▶ _JOB_:
Convert the listing, from its start through the line containing "column 240, row 319", into a two-column CSV with the headers request and answer. Give one row per request, with its text and its answer each in a single quoted field and line breaks turned into spaces, and leave the pictures out.

▶ _ENTRIES SHOWN_:
^^^^^^^^
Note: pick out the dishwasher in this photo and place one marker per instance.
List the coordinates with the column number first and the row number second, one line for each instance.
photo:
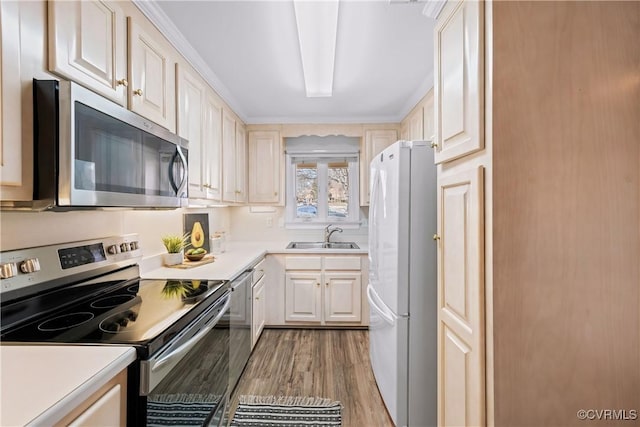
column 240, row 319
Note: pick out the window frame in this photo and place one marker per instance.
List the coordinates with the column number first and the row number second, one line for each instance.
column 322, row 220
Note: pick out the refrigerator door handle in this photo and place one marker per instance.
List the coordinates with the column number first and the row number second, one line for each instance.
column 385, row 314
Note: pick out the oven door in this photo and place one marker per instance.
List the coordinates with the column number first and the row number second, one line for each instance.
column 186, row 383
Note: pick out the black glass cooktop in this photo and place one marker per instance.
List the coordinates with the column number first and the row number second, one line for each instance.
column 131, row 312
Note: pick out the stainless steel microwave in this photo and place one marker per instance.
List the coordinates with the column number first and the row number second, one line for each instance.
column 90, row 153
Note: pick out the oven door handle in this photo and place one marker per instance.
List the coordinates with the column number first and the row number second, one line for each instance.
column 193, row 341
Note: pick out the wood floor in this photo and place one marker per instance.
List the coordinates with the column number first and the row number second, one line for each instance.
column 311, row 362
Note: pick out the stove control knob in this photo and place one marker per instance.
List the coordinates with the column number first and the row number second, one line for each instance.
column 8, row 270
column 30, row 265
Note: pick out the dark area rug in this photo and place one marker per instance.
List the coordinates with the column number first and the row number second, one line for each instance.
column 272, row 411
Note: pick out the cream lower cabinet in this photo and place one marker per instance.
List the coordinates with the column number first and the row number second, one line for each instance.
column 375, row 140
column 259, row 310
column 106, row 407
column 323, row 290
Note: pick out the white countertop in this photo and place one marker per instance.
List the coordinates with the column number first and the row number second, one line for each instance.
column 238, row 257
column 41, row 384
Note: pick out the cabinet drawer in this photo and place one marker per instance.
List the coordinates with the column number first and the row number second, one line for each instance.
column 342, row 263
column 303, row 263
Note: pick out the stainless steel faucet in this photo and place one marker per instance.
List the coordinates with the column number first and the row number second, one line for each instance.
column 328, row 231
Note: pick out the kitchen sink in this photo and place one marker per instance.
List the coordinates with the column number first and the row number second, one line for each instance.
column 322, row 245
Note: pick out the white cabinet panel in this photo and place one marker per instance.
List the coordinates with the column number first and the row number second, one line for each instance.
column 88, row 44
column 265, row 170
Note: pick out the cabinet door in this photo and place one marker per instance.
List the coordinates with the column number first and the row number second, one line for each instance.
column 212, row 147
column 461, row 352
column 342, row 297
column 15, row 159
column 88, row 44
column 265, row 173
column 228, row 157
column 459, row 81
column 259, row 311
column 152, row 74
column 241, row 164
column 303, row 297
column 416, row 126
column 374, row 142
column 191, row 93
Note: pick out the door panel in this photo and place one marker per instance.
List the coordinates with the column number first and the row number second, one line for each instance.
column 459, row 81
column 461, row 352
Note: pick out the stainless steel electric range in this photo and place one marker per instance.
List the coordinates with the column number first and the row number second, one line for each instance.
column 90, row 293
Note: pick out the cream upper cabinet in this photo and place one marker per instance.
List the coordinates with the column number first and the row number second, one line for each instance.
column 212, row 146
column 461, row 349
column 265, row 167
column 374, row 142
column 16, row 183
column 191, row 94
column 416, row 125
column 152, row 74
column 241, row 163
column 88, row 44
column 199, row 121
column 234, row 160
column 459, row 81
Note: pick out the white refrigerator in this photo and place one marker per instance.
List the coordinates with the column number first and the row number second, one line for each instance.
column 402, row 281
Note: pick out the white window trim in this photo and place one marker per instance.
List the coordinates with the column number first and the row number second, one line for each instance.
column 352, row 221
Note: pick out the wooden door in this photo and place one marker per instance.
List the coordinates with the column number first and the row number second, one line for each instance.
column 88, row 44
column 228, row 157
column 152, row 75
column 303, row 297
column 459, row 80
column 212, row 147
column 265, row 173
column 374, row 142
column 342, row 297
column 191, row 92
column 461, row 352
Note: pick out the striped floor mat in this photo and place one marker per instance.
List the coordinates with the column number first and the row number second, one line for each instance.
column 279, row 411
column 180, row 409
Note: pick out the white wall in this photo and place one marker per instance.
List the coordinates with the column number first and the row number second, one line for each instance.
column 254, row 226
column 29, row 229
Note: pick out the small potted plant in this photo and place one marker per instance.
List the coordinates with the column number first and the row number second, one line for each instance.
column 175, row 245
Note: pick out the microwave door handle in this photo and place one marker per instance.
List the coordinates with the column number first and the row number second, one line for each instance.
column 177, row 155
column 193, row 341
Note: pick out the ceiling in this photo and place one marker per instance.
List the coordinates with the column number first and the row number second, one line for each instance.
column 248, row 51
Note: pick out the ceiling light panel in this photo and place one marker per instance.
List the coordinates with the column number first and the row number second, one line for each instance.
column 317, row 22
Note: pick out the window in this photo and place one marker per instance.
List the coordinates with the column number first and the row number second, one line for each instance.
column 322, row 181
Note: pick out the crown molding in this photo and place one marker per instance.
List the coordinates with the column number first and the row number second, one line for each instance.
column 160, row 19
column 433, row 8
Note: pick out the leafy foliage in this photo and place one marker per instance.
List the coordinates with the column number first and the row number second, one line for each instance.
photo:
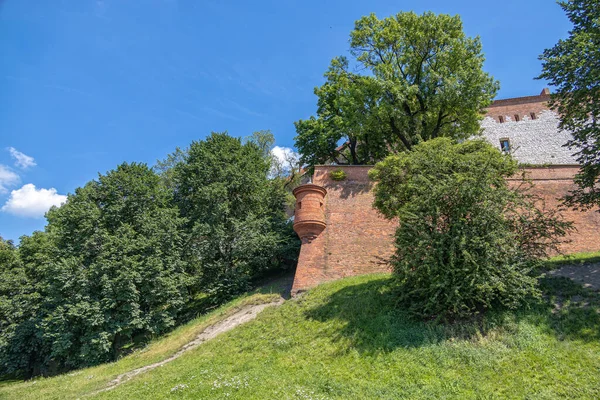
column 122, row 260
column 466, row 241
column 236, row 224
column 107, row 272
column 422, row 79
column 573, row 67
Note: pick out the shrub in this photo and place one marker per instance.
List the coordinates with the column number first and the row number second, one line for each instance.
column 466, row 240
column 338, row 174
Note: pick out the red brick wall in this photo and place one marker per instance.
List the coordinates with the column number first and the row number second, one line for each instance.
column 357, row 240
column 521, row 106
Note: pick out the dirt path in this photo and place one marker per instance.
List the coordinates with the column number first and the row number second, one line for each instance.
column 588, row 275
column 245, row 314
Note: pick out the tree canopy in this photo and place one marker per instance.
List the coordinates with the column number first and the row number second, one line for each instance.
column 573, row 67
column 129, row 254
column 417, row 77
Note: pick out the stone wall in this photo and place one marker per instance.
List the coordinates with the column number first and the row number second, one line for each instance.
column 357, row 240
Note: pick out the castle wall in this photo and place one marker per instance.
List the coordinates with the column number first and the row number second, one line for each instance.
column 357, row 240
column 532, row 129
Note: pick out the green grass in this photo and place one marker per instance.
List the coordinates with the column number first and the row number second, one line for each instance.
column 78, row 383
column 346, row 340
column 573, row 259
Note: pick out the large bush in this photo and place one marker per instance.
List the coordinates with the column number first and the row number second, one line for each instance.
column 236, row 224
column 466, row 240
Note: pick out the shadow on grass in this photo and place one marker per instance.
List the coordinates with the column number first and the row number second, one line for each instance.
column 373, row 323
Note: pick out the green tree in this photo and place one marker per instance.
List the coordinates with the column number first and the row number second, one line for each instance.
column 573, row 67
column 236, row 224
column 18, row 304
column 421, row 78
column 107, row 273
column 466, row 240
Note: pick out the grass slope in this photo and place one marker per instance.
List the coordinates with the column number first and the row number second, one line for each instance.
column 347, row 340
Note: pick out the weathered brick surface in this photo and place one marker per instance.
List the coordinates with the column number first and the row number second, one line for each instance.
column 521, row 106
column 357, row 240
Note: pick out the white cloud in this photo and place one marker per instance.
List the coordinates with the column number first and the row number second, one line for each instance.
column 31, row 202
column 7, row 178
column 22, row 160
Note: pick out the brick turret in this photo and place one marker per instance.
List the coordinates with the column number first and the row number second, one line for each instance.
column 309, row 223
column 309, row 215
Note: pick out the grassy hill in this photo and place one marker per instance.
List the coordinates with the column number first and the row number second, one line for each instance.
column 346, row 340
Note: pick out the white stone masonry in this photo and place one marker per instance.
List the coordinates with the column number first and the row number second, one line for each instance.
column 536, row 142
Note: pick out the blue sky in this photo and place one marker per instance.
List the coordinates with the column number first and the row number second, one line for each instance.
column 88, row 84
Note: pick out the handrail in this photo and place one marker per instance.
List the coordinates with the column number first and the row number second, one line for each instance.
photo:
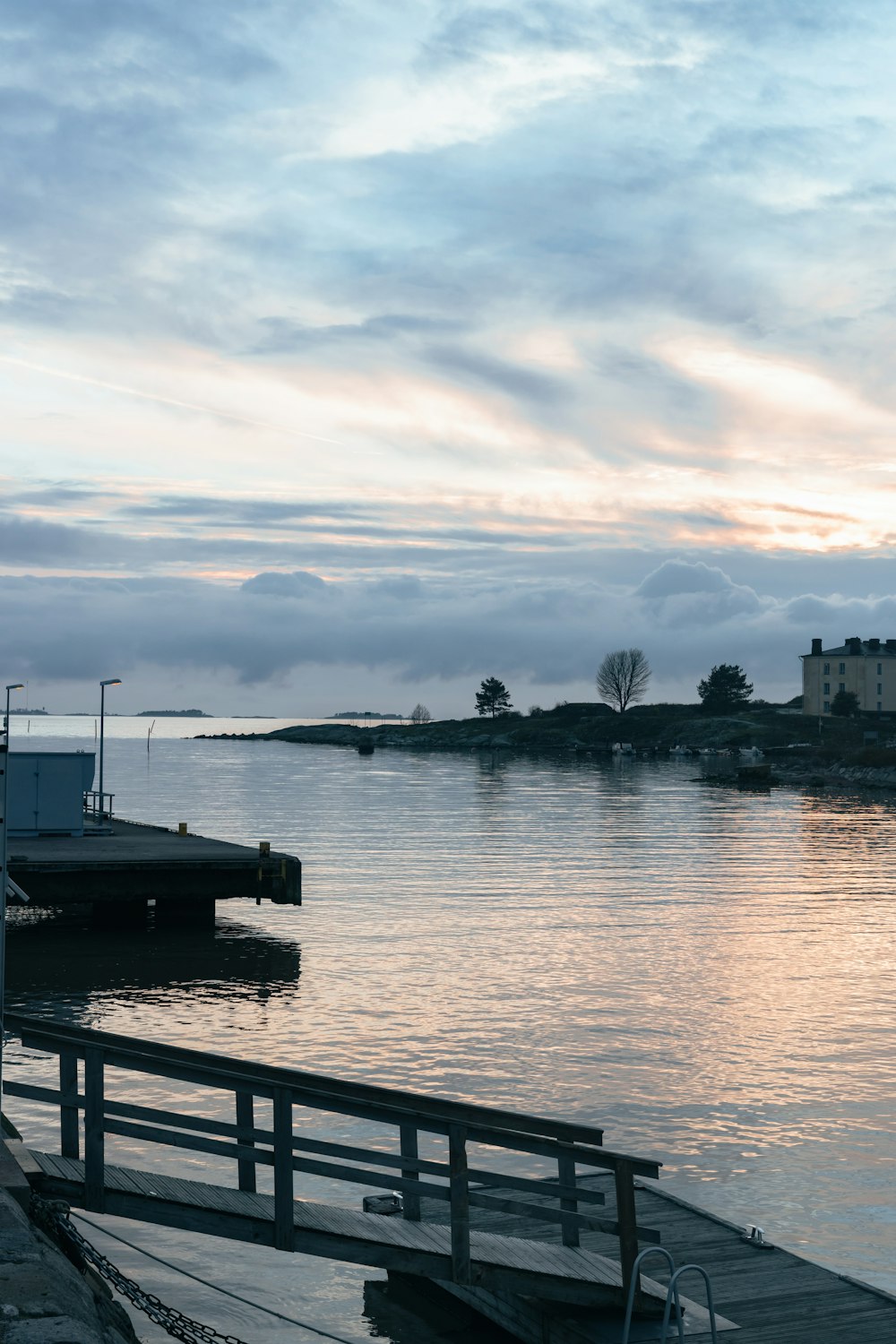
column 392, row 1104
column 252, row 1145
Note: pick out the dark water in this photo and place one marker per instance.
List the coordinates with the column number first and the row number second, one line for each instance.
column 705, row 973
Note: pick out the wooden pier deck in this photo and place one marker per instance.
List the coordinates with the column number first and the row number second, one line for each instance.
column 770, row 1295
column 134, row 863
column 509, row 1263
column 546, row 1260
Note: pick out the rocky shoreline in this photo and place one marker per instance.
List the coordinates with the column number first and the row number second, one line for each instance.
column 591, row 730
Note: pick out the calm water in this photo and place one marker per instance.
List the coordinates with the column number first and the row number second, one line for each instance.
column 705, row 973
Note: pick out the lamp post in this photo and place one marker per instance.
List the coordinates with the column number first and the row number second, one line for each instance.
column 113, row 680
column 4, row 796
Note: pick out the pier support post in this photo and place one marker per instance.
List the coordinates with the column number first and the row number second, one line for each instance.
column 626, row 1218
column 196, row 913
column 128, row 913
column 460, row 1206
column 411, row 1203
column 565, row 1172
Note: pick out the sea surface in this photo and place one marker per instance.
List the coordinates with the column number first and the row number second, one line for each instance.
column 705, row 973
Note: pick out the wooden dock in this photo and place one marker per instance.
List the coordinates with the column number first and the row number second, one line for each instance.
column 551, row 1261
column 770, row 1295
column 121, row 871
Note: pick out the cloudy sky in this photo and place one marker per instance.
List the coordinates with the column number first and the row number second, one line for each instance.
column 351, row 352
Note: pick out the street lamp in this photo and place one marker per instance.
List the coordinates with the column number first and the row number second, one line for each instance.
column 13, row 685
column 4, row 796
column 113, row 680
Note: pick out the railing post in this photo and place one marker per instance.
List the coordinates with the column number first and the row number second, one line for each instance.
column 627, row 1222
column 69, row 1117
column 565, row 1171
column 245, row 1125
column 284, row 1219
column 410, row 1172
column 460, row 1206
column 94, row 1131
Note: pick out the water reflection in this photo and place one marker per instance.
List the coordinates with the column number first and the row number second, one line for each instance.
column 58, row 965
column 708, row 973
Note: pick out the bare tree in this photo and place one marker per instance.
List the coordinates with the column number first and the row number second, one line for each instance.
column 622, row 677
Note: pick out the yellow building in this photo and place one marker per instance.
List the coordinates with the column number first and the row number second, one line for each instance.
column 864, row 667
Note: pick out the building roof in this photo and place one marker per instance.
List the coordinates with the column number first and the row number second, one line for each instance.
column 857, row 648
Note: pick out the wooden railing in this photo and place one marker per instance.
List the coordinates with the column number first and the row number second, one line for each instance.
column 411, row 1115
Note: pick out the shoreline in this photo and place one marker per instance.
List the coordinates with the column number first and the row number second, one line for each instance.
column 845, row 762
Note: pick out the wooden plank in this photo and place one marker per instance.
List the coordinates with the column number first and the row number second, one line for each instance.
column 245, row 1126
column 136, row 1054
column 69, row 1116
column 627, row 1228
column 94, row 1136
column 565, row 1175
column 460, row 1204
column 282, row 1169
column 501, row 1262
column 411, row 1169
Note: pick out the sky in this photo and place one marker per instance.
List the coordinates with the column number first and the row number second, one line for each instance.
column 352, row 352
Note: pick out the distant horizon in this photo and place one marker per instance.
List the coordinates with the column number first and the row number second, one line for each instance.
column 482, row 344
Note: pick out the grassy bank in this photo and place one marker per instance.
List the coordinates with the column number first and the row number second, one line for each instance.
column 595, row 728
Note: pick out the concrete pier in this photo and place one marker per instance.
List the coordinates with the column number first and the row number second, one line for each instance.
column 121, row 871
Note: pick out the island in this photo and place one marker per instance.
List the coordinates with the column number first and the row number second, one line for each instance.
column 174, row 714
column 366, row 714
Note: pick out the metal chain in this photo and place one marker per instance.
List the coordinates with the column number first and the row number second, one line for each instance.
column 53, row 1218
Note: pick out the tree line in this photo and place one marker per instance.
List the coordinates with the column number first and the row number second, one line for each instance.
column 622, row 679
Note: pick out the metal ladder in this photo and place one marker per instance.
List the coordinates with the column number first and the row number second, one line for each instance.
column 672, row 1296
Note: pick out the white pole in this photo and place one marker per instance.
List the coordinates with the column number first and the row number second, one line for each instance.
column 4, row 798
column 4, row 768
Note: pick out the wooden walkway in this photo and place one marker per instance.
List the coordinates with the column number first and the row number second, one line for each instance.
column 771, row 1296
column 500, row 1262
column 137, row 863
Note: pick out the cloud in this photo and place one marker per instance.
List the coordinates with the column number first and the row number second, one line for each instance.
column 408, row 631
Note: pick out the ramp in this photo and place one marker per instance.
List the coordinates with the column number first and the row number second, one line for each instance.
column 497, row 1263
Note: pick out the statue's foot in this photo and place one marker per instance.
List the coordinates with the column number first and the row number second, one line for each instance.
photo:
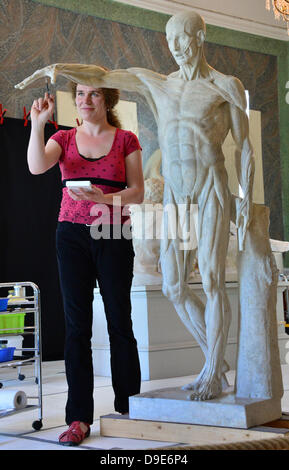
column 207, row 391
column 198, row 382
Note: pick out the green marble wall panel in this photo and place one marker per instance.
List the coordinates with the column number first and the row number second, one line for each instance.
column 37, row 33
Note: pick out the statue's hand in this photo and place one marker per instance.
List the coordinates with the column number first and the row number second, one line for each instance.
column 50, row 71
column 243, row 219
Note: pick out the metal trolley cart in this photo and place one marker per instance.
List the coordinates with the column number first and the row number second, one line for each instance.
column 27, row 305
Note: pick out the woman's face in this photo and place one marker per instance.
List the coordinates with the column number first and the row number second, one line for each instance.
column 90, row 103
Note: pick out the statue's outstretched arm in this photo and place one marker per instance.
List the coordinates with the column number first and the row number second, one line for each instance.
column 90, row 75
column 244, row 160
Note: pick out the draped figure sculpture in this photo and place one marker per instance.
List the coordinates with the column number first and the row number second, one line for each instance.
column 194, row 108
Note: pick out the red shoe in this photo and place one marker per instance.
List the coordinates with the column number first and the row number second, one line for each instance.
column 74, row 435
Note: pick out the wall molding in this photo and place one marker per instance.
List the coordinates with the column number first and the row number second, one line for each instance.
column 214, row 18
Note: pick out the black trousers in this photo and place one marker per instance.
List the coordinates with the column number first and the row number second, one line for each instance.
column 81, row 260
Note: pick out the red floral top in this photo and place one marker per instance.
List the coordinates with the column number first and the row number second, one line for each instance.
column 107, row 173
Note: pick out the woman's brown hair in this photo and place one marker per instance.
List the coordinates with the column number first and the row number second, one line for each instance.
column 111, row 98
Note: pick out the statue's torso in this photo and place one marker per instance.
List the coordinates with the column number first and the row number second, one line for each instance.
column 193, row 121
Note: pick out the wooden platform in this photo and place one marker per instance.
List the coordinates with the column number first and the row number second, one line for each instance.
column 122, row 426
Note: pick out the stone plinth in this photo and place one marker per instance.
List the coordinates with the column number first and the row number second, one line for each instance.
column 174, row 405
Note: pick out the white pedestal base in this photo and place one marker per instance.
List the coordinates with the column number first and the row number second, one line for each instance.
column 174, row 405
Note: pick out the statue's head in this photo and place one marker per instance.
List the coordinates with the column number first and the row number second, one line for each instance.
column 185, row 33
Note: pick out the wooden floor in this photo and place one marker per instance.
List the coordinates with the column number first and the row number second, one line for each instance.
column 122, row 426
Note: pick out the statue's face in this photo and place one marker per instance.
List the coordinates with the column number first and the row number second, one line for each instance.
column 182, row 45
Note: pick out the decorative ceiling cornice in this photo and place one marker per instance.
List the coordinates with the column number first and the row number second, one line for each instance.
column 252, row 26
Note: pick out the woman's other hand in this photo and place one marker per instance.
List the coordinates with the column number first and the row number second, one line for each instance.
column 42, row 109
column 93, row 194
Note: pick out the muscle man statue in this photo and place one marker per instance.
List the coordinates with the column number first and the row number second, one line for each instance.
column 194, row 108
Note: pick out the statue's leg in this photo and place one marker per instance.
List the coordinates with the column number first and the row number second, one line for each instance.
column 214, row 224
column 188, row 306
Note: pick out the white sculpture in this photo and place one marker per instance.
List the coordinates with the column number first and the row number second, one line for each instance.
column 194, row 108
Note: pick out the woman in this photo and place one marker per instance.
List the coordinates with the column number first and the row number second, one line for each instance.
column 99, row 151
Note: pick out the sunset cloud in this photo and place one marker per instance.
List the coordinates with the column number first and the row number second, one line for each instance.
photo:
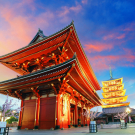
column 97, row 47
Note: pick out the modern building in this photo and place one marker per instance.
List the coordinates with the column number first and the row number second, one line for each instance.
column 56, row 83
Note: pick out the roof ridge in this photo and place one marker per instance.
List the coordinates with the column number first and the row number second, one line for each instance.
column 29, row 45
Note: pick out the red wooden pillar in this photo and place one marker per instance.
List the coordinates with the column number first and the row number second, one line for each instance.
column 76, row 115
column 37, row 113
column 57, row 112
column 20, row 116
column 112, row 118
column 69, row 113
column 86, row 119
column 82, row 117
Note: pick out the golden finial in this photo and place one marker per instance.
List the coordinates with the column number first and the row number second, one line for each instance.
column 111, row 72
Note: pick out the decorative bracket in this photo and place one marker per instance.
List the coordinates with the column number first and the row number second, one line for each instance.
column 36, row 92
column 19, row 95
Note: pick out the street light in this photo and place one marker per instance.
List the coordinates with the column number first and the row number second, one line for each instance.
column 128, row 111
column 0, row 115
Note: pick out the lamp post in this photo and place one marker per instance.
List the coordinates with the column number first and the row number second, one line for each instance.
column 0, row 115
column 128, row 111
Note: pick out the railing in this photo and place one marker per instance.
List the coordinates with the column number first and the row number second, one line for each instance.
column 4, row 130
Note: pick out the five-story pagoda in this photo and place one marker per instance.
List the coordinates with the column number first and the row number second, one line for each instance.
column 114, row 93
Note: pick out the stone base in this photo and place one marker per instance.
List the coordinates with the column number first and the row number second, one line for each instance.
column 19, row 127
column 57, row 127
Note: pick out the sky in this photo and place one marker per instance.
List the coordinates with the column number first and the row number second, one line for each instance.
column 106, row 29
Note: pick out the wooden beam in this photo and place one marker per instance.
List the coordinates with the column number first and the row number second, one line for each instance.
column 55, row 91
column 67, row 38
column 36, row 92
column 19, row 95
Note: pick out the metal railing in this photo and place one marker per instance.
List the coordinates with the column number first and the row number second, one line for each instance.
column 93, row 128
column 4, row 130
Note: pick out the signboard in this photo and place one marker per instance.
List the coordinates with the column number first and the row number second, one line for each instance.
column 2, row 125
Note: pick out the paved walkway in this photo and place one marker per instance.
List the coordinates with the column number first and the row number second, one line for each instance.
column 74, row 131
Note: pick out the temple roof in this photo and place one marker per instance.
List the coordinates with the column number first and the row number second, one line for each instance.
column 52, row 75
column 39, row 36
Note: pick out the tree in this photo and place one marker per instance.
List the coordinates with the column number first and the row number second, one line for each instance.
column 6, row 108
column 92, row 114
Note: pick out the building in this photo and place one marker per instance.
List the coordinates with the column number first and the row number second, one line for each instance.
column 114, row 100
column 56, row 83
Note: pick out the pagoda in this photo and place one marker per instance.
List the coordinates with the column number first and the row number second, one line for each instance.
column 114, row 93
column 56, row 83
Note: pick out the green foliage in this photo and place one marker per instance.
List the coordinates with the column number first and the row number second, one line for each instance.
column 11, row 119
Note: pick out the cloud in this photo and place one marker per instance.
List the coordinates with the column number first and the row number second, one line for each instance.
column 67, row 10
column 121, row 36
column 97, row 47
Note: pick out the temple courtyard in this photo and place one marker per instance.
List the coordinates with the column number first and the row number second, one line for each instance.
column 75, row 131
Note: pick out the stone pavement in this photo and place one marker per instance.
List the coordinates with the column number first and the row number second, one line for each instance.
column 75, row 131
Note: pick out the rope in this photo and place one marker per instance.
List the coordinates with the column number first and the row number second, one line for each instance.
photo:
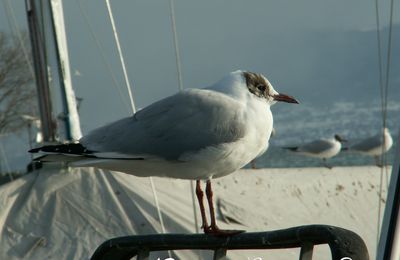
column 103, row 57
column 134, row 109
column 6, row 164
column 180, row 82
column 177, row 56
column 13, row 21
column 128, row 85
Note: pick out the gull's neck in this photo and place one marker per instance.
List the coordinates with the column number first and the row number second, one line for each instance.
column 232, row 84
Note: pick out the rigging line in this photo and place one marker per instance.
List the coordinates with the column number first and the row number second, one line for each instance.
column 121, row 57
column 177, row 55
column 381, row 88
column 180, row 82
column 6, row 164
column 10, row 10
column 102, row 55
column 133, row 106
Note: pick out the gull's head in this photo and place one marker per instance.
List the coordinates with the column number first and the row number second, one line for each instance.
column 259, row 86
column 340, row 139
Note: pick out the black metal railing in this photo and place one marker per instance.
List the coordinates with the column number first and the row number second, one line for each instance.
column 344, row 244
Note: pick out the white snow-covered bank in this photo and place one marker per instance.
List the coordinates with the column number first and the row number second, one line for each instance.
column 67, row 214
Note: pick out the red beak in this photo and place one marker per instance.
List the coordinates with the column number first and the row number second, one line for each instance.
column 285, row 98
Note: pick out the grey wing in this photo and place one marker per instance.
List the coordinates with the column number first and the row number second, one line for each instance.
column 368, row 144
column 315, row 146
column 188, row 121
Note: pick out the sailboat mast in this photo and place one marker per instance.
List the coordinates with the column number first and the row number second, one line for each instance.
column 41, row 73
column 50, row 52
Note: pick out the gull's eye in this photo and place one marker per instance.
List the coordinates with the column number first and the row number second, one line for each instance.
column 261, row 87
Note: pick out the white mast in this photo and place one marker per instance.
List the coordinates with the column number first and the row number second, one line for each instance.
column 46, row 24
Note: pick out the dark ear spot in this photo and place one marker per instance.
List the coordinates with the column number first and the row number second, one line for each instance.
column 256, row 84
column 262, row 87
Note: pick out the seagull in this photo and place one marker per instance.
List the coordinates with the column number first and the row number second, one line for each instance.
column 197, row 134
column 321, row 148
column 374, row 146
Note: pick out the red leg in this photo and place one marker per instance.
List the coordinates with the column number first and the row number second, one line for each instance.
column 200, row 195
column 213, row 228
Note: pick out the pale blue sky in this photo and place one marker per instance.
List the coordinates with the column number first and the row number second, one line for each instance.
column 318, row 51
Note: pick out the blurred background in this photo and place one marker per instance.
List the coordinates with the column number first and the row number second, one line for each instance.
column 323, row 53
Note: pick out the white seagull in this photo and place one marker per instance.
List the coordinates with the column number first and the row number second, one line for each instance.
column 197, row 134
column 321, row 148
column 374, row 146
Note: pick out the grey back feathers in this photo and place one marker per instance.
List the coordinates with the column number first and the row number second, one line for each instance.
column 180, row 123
^^^^^^^^
▶ _ANSWER FOR THE TASK_:
request,answer
"Note: pick out the dishwasher in this photo and place one marker per instance. List the coordinates with the column number first and the row number second, one line for each instance. photo:","column 240, row 319"